Dataset entries
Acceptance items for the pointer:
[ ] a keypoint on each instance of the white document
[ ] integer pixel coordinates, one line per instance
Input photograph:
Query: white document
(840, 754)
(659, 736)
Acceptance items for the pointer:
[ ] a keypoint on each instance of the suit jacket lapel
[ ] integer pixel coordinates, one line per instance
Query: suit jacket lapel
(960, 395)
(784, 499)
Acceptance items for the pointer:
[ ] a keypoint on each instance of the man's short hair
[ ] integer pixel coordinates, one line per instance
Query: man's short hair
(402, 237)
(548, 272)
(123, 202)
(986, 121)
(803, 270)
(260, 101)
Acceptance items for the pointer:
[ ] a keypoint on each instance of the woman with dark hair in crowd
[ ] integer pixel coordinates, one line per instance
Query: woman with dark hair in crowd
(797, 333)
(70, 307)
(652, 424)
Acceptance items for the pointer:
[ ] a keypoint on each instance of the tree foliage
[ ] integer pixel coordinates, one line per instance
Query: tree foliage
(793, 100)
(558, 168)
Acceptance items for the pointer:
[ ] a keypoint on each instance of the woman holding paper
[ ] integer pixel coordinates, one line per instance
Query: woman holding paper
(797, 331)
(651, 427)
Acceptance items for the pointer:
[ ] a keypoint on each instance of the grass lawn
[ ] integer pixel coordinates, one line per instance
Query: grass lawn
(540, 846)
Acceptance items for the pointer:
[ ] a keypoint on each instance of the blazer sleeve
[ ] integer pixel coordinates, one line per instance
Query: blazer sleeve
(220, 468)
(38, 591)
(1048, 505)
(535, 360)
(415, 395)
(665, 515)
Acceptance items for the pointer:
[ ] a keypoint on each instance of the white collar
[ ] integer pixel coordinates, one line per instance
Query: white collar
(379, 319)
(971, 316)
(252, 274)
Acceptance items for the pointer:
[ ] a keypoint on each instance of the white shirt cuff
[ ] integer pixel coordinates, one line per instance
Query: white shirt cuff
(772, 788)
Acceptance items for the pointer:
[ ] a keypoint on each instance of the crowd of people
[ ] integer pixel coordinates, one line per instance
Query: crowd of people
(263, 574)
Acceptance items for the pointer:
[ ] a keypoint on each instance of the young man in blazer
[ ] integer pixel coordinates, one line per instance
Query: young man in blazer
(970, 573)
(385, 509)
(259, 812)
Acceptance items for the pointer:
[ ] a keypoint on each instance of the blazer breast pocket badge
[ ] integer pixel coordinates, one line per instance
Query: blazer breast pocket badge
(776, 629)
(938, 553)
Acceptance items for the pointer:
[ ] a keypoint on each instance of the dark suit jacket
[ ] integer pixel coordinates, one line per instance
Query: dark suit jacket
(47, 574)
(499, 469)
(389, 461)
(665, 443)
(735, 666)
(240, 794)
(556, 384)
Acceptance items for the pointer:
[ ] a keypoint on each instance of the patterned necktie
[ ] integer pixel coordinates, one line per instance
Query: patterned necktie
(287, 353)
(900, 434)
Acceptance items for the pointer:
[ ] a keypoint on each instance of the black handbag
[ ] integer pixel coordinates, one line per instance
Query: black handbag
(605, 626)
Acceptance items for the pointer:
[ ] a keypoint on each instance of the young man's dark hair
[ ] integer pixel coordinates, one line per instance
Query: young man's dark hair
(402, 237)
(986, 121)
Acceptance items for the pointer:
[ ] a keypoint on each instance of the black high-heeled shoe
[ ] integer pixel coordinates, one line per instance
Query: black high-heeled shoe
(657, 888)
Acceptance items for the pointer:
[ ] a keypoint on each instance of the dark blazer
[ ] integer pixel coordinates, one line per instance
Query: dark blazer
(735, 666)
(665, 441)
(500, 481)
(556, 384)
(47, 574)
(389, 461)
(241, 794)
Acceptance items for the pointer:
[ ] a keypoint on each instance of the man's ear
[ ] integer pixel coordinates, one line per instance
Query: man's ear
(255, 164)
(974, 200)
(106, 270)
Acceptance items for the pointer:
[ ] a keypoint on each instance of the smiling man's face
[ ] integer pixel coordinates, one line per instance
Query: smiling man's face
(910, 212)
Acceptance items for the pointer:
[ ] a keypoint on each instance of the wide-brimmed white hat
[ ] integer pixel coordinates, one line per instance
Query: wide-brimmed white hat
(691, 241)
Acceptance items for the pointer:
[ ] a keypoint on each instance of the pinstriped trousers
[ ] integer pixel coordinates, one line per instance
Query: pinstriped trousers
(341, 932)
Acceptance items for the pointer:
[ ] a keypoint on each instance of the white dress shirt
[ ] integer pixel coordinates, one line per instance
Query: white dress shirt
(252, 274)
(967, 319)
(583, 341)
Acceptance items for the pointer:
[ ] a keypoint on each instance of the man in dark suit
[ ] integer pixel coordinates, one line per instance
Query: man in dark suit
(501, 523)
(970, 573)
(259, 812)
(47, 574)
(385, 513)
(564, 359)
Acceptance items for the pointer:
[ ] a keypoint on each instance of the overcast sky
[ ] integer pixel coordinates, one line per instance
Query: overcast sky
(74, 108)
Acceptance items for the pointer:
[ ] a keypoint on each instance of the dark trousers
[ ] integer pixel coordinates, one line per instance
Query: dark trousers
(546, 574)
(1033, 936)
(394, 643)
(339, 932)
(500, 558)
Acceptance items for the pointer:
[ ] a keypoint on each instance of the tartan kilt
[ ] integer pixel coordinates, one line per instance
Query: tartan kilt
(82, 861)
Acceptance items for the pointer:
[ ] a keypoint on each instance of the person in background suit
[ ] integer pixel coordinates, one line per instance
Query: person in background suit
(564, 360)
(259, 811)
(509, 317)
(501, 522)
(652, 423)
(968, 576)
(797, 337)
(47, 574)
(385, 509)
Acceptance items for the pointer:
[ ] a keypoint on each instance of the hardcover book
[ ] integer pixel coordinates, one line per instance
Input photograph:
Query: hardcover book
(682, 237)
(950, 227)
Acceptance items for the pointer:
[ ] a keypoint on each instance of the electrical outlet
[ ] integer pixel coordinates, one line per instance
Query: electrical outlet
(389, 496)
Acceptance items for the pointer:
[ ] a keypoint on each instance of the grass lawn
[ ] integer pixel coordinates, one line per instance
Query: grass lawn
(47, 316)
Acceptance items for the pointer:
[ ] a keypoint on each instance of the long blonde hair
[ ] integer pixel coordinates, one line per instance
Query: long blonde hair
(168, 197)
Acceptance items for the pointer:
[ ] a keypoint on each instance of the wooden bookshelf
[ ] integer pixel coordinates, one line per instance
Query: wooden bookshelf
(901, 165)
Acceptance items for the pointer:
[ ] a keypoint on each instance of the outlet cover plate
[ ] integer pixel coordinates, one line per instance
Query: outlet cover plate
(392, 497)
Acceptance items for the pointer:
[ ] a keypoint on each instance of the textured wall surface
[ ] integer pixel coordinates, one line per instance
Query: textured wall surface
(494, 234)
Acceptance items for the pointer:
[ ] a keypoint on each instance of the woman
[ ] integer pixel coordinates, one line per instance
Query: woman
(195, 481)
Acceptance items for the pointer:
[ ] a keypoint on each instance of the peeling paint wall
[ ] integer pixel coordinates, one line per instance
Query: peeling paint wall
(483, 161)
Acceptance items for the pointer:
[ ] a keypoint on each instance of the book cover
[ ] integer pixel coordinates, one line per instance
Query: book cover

What is needed
Extract every entry above as it appears.

Task response
Acceptance items for the pointer:
[ ] a keypoint on each instance of the white document
[ ] integer pixel coordinates, one line per instance
Input photograph:
Query: white document
(840, 754)
(659, 736)
Acceptance items for the pointer:
[ ] a keypoint on each instance of the suit jacket lapel
[ ] integer pixel coordinates, one line per instance
Query: suit jacket lapel
(960, 395)
(784, 499)
Acceptance items for the pointer:
[ ] a keypoint on each instance of the man's short hair
[ ] integer pixel coordinates, one line per instance
Query: man's short hair
(402, 237)
(548, 272)
(123, 202)
(986, 121)
(803, 270)
(260, 101)
Acceptance items for the pointer:
[ ] a keypoint on each instance of the woman with dark hair in crowd
[ ] integer pixel coordinates, one line per instance
Query: woman with dark hair in crowd
(797, 333)
(70, 307)
(652, 424)
Acceptance items for the pointer:
[ ] a keypoint on each instance of the tree foliage
[ ] integer pixel coordinates, one line per instance
Query: tree foliage
(793, 100)
(558, 168)
Acceptance items for the pointer:
[ ] a keypoint on each instance of the woman holding paper
[ ] integer pixel coordinates, one line per instance
Query: woman holding paper
(797, 331)
(651, 427)
Acceptance items for the pointer:
[ ] a keypoint on each instance of the grass lawn
[ ] integer pixel coordinates, one line per instance
Query: grass lawn
(540, 846)
Acceptance items for the pointer:
[ ] a keypoint on each instance of the blazer sleeve
[ ] integer pixel coordinates, one line per instance
Query: blazer sleeve
(220, 468)
(38, 591)
(1048, 505)
(535, 360)
(415, 395)
(665, 515)
Acceptance items for the pointer:
[ ] a keypoint on each instance of the white collar
[ ] integer pixel coordinates, one line per instance
Query: white collar
(379, 319)
(971, 316)
(252, 274)
Acceptance items for the pointer:
[ ] a keypoint on each instance of the white shirt cuff
[ ] integer pixel coordinates, one line per instance
Query: white shirt cuff
(772, 788)
Acceptance items for the pointer:
[ ] a keypoint on each instance of the crowd of people
[ ] integer pixel coordinates, one line per instance
Query: crowd of people
(263, 574)
Acceptance items for the pointer:
[ ] a keypoint on each instance of the young man in blazer
[ ] integer pixel coordinates, one line per instance
Query: young man in blazer
(970, 573)
(385, 509)
(259, 812)
Acceptance items for the pointer:
[ ] a keypoint on each instance of the blazer breast pocket badge
[ ] integer pixel coordinates, one line per instance
Query: blazer breast pocket badge
(776, 629)
(938, 553)
Acceptance items for the pointer:
[ ] a keypoint on each instance of the dark suit jacket
[ ] integer pixel coordinates, one line per instance
Query: dark suit jacket
(47, 574)
(499, 469)
(389, 461)
(665, 443)
(735, 666)
(240, 794)
(556, 384)
Acceptance items for the pointer:
[ ] a keypoint on each instance of the patterned necktie
[ ] integer pixel coordinates, one line per instance
Query: patterned necktie
(287, 353)
(900, 434)
Acceptance items for the pointer:
[ ] a keypoint on each instance of the black handbag
[ ] integer pixel coordinates, one line per instance
Query: black handbag
(605, 626)
Acceptance items for the pointer:
[ ] a keypoint on each instance of the young man's dark hair
[ ] integer pixel coordinates, one line per instance
Query: young man's dark hair
(402, 237)
(986, 121)
Acceptance items for the pointer:
[ ] a keypoint on each instance of the black high-heeled shoe
[ ] integer pixel coordinates, one line per instance
Query: black high-heeled shoe
(657, 888)
Acceptance items for the pointer:
[ ] a keypoint on each instance of the dark blazer
[ ] integer pixel coordinates, one line per instance
Query: dark blazer
(735, 666)
(665, 441)
(500, 481)
(556, 384)
(47, 574)
(389, 461)
(241, 794)
Acceptance items for the pointer:
[ ] a keypoint on each instance of the man's ear
[ ] integer pixel coordinates, one line per instance
Query: man's ear
(255, 164)
(974, 200)
(106, 270)
Acceptance items for the pointer:
[ ] a keypoint on each instance of the smiling man's face
[ ] integer pixel coordinates, one line per instance
Query: smiling man's face
(910, 212)
Acceptance items for the pointer:
[ ] a keypoint on each instance of the wide-brimmed white hat
[ ] integer pixel coordinates, one line per instance
Query: wide-brimmed white hat
(691, 241)
Acceptance items for the pointer:
[ ] a keypoint on each instance of the pinstriped trousers
[ ] integer pixel coordinates, one line per instance
Query: pinstriped trousers
(341, 932)
Acceptance items for the pointer:
[ ] a keypoint on each instance of the white dress shirt
[ ] integer pixel coordinates, one line per instance
Query: white dress shirt
(252, 274)
(967, 319)
(583, 341)
Acceptance items for the pointer:
[ ] a keypoint on each instance of the man in dark suit
[ ] integer pixel coordinates, one line per instance
Query: man in dark suit
(501, 523)
(970, 573)
(259, 812)
(47, 574)
(385, 513)
(564, 359)
Acceptance items for the pointer:
[ ] a keypoint on each instance of the overcast sky
[ ] integer pixel coordinates, one line per instance
Query: overcast sky
(74, 108)
Acceptance items for the pointer:
[ ] a keypoint on each instance of the dark trousers
[ ] integer pixel coordinates, one line per instance
Query: dark trousers
(546, 574)
(1033, 936)
(394, 643)
(339, 932)
(500, 558)
Acceptance items for the pointer:
[ ] a keypoint on each instance of the tartan kilt
[ ] integer pixel coordinates, one line per instance
Query: tartan kilt
(82, 861)
Acceptance items for the pointer:
[ ] a keypoint on each instance of the person in background suit
[ ] integer pixel coordinates, one line per instance
Query: person in background suit
(564, 360)
(259, 811)
(509, 317)
(501, 522)
(652, 423)
(968, 576)
(797, 337)
(47, 574)
(385, 509)
Acceptance items for the pointer:
[ ] a keypoint on each instance of the hardcover book
[ ] integer pixel coordinates, one line per instance
Input photograph:
Query: hardcover book
(682, 237)
(950, 227)
Acceptance items for the pointer:
[ ] a keypoint on each instance of the electrical outlet
[ ] integer pixel coordinates, one line per instance
Query: electrical outlet
(389, 496)
Acceptance items for the pointer:
[ ] a keypoint on each instance of the grass lawn
[ ] integer pixel coordinates, one line per instance
Query: grass lawn
(47, 316)
Acceptance items for the pointer:
[ ] a keypoint on each instance of the long blonde hair
[ ] integer pixel coordinates, one line per instance
Query: long blonde hair
(168, 197)
Acceptance items for the pointer:
[ ] a keypoint on each instance of the wooden bookshelf
[ ] integer pixel coordinates, one line per instance
Query: wooden bookshelf
(901, 165)
Acceptance items for the pointer:
[ ] a keypoint on each instance of the outlet cover plate
[ ] integer pixel coordinates, one line per instance
Query: outlet cover plate
(392, 497)
Acceptance items for the pointer:
[ ] a keypoint on each instance of the textured wall surface
[ ] integer pixel coordinates, one line per instance
Query: textured wall surface
(494, 234)
Acceptance items for the pointer:
[ ] a keypoint on each instance of the woman
[ ] integer pixel coordinates, one line per instance
Query: woman
(195, 481)
Acceptance items for the pointer:
[ ] a keypoint on each instance of the peeling paint wall
[ ] integer pixel coordinates, one line per instance
Query: peeling paint wall
(483, 161)
Acceptance items for the pointer:
[ ] a keypoint on each instance of the book cover
[ ] integer pixel coordinates, one line per instance
Query: book cover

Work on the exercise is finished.